WHAT THIS TASK INVOLVES
Copy each line below exactly.

--- EXERCISE DATA Enclosed Below ---

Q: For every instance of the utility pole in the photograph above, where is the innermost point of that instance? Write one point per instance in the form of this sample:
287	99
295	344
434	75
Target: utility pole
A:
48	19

--- End of Enclosed EXERCISE DATA ---

OUTPUT FOR THIS EXERCISE
Q: For every instance of the utility pole in the photograph above, where is the innermost point of that instance? Write one point per instance in the form of this sample:
287	99
295	344
434	75
Target: utility pole
A:
48	19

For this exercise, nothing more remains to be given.